━━━━━ DATASET
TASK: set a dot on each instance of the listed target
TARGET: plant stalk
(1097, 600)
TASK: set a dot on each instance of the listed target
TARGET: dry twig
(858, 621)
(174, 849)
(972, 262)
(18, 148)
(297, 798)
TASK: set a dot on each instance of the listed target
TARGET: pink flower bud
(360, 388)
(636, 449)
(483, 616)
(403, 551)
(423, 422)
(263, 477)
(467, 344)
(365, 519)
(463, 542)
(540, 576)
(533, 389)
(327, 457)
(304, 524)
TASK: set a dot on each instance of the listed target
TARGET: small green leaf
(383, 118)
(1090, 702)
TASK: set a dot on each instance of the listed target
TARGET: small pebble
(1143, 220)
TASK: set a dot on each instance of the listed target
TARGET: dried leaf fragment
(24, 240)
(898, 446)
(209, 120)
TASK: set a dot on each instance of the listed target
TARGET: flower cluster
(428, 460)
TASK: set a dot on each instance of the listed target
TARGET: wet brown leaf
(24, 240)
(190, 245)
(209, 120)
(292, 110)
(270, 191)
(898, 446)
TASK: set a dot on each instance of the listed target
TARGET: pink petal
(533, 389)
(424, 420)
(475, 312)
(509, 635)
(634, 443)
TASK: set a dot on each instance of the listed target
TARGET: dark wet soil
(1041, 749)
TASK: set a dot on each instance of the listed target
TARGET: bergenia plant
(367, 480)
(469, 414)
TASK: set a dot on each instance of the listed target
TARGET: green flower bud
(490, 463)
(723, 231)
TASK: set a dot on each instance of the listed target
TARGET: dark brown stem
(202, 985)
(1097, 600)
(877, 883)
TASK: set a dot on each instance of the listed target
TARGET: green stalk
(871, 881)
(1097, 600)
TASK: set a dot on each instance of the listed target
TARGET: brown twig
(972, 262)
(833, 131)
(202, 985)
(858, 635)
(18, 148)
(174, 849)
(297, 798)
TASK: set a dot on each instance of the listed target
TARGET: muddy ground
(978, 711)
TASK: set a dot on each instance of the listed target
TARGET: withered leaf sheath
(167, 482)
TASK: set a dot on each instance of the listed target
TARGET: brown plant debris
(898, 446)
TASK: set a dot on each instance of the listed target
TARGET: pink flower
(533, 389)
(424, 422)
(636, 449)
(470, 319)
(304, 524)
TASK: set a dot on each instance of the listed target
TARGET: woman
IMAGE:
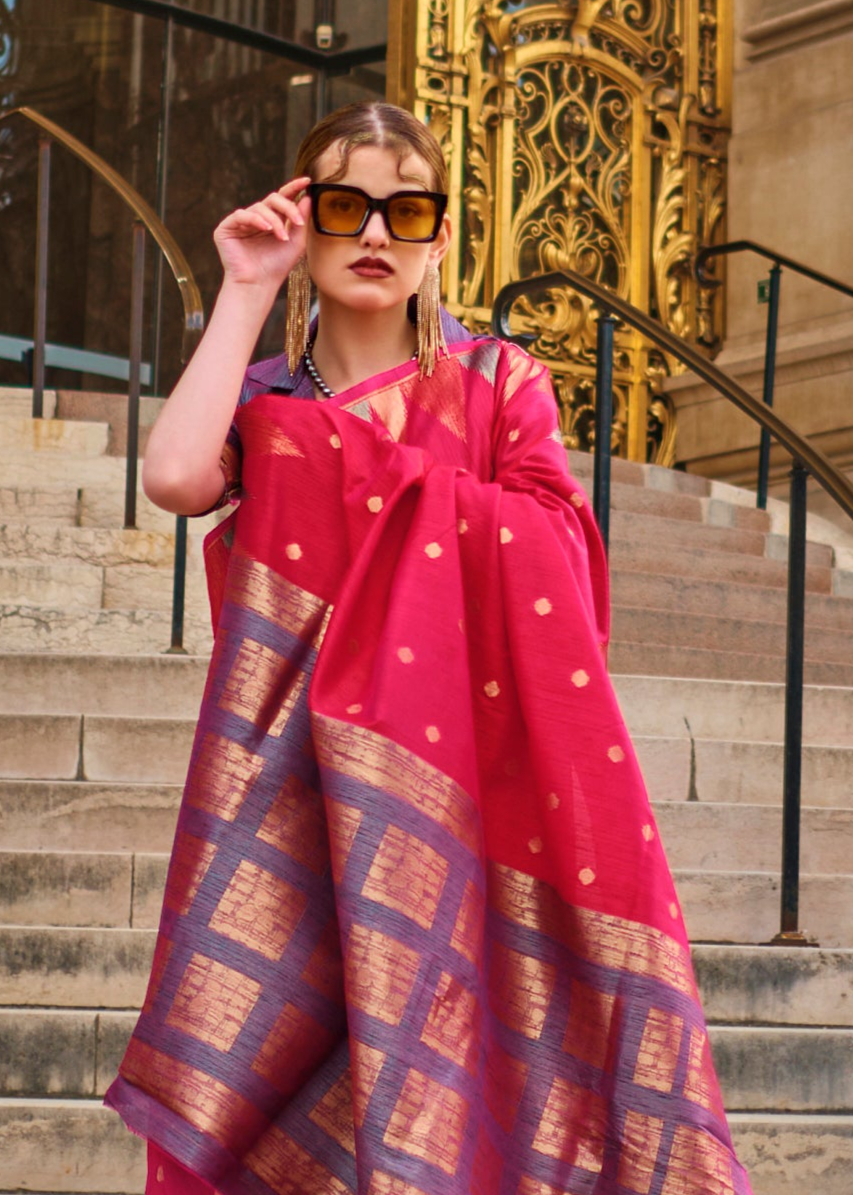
━━━━━━━━━━
Restate the entries verbatim, without pictures.

» **ANSWER**:
TASK: set a dot on each instance of the listed target
TARGET: plant stalk
(1097, 600)
TASK: set a dot on each instance of the listed target
TARGET: dry twig
(858, 621)
(174, 849)
(972, 262)
(18, 148)
(297, 798)
TASK: set a dot on each instance of the listed target
TARGET: pink flower bud
(360, 388)
(636, 449)
(483, 616)
(403, 551)
(423, 422)
(263, 477)
(467, 344)
(365, 519)
(463, 542)
(540, 576)
(533, 389)
(327, 457)
(304, 524)
TASK: set a dot on each instance of the listed target
TARGET: small green leaf
(383, 118)
(1090, 702)
TASK: set a dot on each instance of the listed target
TARGET: small pebble
(1143, 220)
TASK: set a dot on each instance of the listed target
TARGET: dried leaf fragment
(24, 240)
(898, 446)
(209, 120)
TASK: set a dot on each instance of the listed target
TARGET: flower cluster
(428, 460)
TASK: set a dot on each instance of the listed target
TARGET: wet brown leaf
(24, 240)
(190, 245)
(209, 120)
(292, 110)
(270, 191)
(898, 446)
TASK: set a dot on each instance of the listed target
TARGET: pink petal
(533, 389)
(424, 420)
(475, 312)
(509, 635)
(634, 443)
TASK: set a dot on each instance of the listed target
TARGET: dark wet soil
(1041, 749)
TASK: set a dot on each instance of the listed target
TARGET: bergenia plant
(367, 480)
(469, 414)
TASK: set a dot on each instance of the listed target
TARGET: green flower bud
(490, 463)
(723, 231)
TASK: set a dot on each instance of the listed target
TARGET: dark brown stem
(202, 985)
(1097, 600)
(877, 883)
TASK: set a dot on each instance of the listed target
TARGET: green stalk
(871, 881)
(1097, 600)
TASK: set a dot on each instance of the listed target
TARGET: brown twig
(972, 262)
(833, 131)
(202, 985)
(858, 635)
(18, 148)
(174, 849)
(297, 798)
TASK: set a dot on each instance of the listed target
TARGET: muddy ground
(978, 711)
TASK: set a dot on each instance of the listed target
TARGET: withered leaf sheath
(167, 482)
TASK: set a dot on each instance of the listed target
TARGET: brown plant debris
(898, 446)
TASK: set a dot on each instance of the listed target
TARGET: pink flower
(533, 389)
(424, 422)
(636, 449)
(470, 319)
(304, 524)
TASK: set a dot on each instance of the listed target
TARGET: woman
IMAGE:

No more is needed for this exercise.